> [Work instructions]: Copy exactly, and only, the lines from the line containing "Mark one point on each instance of the man's bare" through the last line of the records below, both included.

Stored data
──────────────────────────────
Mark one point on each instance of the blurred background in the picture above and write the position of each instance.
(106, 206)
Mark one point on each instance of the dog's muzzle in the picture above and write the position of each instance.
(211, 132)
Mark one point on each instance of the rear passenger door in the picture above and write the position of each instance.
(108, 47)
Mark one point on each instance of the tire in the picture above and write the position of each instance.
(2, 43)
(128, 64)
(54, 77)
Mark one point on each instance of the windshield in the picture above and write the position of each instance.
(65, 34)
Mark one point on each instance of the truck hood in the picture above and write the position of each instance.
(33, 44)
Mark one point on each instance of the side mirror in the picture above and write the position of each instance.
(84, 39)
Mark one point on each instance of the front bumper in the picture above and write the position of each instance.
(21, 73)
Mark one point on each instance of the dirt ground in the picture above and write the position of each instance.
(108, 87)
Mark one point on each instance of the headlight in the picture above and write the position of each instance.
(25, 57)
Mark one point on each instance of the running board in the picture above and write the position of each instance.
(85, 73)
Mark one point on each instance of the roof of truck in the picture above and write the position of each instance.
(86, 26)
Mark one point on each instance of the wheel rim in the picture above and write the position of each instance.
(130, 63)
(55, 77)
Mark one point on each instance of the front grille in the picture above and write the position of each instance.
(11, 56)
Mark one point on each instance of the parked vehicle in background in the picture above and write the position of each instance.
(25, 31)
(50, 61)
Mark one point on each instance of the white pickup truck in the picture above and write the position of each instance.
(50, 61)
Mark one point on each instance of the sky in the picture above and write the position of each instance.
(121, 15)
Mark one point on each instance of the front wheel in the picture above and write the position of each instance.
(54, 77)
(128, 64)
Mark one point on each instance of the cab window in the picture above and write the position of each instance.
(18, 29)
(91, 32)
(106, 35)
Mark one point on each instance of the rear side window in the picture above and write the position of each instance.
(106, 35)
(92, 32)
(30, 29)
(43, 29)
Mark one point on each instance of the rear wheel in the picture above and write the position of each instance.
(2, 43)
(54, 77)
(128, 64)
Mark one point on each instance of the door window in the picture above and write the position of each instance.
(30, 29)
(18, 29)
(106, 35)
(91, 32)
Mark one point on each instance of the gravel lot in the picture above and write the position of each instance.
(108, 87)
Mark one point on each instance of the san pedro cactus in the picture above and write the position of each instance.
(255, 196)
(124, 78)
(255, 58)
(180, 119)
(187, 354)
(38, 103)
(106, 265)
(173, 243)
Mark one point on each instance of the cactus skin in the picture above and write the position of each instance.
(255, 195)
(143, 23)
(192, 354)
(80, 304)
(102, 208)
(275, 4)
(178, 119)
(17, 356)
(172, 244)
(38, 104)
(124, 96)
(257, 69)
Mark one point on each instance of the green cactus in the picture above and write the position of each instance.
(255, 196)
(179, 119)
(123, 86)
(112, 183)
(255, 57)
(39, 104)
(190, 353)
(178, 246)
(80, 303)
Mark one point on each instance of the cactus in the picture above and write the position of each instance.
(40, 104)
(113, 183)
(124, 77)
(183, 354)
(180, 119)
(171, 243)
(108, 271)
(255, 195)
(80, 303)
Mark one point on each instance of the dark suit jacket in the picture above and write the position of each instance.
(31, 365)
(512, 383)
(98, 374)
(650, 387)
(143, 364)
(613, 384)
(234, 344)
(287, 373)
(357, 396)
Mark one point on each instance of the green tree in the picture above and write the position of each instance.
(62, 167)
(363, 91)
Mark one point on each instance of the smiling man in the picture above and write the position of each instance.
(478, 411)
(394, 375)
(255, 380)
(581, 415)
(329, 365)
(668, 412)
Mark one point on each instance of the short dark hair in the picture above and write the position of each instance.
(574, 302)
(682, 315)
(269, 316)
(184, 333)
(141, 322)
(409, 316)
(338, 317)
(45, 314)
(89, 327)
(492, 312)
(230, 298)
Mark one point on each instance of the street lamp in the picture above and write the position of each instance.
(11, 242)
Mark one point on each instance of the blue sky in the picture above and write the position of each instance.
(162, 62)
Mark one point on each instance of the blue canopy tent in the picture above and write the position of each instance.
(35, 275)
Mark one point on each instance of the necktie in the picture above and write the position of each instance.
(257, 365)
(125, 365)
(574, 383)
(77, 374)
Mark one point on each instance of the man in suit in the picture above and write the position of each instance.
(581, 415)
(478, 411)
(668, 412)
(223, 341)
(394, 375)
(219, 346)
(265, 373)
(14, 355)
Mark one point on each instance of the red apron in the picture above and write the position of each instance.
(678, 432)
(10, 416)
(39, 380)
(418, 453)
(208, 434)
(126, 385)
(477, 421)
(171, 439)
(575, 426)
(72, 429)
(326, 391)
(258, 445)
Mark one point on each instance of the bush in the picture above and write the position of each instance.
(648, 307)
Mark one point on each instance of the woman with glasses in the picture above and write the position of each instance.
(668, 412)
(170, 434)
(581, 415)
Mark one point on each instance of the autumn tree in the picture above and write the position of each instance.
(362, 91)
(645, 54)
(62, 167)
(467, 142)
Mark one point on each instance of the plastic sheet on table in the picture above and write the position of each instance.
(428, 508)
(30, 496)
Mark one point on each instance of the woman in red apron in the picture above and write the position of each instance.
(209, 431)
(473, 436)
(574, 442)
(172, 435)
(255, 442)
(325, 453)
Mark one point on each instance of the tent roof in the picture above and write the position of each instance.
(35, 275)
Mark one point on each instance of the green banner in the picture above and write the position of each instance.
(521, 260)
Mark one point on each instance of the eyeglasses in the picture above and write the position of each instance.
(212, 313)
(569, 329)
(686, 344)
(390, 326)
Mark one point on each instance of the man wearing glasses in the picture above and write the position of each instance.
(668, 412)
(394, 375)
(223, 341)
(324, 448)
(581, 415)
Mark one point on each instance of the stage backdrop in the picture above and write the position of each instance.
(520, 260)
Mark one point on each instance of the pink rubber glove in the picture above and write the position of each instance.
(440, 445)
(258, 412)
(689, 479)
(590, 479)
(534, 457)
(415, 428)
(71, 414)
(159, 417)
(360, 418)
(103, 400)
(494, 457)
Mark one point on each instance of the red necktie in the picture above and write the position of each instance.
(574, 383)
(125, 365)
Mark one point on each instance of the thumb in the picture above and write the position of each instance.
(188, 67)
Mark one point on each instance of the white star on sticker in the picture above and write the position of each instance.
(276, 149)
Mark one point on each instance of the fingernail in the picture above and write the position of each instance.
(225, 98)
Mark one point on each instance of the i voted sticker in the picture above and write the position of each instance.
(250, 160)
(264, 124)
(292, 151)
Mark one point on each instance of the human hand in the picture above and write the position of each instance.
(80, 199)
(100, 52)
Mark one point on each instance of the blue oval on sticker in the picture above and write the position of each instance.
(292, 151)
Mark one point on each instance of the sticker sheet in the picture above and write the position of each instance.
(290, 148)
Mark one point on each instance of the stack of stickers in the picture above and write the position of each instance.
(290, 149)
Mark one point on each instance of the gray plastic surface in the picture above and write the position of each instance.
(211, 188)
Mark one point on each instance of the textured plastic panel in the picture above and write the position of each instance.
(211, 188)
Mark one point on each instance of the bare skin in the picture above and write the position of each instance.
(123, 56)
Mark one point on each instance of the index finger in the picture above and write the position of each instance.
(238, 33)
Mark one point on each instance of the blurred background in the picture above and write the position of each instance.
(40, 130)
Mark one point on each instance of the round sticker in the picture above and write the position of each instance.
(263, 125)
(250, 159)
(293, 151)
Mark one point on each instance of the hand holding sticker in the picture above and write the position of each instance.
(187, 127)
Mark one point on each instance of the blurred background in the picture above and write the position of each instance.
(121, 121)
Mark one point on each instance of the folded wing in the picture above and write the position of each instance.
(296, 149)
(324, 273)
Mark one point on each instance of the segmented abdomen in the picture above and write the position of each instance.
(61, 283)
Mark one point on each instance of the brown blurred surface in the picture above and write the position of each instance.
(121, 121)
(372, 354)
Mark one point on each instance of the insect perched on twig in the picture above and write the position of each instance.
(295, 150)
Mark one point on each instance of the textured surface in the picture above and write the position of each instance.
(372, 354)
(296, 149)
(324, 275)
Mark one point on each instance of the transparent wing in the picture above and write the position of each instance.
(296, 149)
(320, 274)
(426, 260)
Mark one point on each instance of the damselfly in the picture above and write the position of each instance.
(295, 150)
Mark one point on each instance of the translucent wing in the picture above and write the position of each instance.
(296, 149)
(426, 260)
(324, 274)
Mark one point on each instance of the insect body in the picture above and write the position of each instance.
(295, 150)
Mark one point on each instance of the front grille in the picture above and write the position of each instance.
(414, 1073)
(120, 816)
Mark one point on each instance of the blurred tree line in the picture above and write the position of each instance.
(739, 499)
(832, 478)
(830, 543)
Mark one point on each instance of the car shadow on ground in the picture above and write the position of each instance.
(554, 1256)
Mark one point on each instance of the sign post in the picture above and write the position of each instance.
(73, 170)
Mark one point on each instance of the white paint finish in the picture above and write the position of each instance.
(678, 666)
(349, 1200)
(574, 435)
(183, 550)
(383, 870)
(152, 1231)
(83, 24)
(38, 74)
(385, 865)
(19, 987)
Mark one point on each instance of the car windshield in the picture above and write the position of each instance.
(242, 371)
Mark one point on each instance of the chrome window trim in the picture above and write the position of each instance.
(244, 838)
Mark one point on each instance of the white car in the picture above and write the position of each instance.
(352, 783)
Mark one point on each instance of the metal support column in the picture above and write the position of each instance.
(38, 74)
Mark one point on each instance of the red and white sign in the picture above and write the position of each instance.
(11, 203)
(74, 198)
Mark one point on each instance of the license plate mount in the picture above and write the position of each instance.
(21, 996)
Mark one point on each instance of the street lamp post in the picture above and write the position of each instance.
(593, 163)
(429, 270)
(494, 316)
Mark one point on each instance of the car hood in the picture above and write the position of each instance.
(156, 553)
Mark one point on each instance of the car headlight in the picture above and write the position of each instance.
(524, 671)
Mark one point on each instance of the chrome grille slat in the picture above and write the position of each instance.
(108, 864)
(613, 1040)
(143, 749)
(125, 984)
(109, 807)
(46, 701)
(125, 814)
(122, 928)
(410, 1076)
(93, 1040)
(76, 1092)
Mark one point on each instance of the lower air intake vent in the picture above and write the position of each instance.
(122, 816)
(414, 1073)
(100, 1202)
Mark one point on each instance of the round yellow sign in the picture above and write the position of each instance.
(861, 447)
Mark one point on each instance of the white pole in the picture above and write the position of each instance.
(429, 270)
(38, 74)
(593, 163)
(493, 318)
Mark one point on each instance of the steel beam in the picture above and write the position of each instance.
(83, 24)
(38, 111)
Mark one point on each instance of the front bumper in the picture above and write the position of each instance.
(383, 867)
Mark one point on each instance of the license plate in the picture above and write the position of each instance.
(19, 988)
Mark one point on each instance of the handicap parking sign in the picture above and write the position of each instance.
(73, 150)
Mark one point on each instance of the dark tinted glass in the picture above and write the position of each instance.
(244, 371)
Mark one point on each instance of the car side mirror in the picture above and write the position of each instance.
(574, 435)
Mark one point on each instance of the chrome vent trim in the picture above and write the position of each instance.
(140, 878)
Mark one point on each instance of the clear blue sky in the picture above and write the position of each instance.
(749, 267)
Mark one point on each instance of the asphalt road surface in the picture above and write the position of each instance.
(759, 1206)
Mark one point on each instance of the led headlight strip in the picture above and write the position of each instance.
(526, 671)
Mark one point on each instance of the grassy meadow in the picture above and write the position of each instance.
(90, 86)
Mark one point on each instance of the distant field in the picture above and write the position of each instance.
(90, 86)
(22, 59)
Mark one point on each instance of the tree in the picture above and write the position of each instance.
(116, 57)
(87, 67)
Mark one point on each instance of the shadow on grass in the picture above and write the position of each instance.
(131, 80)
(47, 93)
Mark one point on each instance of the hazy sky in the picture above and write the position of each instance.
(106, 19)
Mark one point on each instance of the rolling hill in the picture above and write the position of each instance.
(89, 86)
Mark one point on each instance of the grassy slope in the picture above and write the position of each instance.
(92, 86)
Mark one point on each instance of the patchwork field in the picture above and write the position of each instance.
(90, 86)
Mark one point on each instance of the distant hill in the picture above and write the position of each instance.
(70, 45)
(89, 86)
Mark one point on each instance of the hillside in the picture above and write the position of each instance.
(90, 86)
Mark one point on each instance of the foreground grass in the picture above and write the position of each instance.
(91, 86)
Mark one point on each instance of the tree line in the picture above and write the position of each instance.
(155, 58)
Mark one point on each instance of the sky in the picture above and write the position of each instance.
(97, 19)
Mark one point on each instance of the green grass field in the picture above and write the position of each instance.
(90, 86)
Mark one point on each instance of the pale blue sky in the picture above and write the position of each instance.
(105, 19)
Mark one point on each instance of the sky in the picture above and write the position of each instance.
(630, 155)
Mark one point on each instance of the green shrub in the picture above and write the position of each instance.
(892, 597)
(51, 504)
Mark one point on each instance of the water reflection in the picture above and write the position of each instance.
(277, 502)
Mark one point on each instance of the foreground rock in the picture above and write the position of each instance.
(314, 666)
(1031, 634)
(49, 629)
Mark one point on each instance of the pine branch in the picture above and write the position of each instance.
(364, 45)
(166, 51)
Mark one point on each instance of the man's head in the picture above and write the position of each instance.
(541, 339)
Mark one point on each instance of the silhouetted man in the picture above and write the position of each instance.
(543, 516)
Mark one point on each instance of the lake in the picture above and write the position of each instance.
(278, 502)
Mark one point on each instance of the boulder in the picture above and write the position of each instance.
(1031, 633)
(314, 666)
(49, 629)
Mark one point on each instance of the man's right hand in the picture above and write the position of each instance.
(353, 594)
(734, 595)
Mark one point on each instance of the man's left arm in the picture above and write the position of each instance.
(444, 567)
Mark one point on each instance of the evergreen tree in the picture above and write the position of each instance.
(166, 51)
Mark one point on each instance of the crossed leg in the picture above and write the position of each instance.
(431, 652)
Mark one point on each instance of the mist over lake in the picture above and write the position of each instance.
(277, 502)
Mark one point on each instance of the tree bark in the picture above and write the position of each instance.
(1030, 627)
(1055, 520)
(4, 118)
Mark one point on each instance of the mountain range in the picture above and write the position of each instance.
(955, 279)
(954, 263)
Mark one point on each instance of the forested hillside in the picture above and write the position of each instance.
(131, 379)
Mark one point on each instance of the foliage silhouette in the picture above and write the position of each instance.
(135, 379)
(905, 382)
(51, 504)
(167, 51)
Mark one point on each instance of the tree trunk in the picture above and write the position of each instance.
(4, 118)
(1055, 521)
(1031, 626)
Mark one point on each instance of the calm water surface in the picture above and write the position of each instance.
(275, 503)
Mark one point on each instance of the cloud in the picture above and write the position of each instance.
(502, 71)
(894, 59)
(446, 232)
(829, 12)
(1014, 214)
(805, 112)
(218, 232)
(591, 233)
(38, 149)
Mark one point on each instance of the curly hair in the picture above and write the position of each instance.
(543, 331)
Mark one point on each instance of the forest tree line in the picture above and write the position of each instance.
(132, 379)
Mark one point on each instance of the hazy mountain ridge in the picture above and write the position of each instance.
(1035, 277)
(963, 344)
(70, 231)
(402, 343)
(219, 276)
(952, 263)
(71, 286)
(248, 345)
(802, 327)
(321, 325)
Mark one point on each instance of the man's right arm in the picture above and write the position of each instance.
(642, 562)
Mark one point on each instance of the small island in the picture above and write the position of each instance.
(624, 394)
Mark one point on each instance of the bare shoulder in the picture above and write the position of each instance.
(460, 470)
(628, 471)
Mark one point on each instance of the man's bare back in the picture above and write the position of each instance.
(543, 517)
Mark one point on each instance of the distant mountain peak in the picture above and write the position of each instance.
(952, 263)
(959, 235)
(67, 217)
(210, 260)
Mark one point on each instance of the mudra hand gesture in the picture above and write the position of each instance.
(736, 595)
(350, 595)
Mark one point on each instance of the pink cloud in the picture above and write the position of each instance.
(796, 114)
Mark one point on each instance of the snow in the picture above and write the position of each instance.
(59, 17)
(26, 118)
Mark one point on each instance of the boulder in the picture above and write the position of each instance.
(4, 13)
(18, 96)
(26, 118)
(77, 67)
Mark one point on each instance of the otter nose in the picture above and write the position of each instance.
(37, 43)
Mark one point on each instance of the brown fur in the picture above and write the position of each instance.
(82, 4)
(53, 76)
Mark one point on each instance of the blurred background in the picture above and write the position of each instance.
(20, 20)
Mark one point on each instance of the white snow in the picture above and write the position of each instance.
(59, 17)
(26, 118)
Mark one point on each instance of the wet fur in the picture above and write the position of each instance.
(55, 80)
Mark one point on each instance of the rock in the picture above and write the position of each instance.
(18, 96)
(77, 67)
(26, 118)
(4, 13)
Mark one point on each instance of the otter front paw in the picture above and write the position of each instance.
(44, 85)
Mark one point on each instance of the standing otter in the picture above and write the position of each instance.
──────────────────────────────
> [Answer to this exercise]:
Mark one point on each instance of the man's bare back in the picture above and write the position of each instance.
(543, 517)
Mark one point on each instance of the distant mountain peak in the picture above and write the position of each instance.
(952, 263)
(959, 235)
(67, 217)
(210, 260)
Mark one point on each instance of the mudra hand gesture in the picture above and write the position of each instance.
(736, 595)
(350, 595)
Mark one point on each instance of the pink cloud in the picture above and write the position of each instance.
(796, 114)
Mark one point on each instance of the snow in the picture above and write the position of each instance.
(59, 17)
(26, 118)
Mark one point on each instance of the boulder in the picture above and write the position of each instance.
(4, 13)
(18, 96)
(26, 118)
(77, 67)
Mark one point on each instance of the otter nose in the picture above and write the position of each instance.
(37, 43)
Mark one point on each instance of the brown fur in the picture above and write the position of each instance.
(82, 4)
(53, 76)
Mark one point on each instance of the blurred background in the picture above and write the position of each instance.
(20, 20)
Mark one point on each instance of the white snow in the picture above and write the position of each instance.
(59, 17)
(26, 118)
Mark one point on each instance of the wet fur in the picture above and write the position of each instance.
(55, 80)
Mark one point on each instance of the rock in the picture above and write the position of each instance.
(18, 96)
(77, 67)
(26, 118)
(4, 13)
Mark one point on each instance of the otter front paw in the picture above and write the position of each instance.
(44, 85)
Mark one point on each instance of the standing otter in the picture above and write the position of each instance.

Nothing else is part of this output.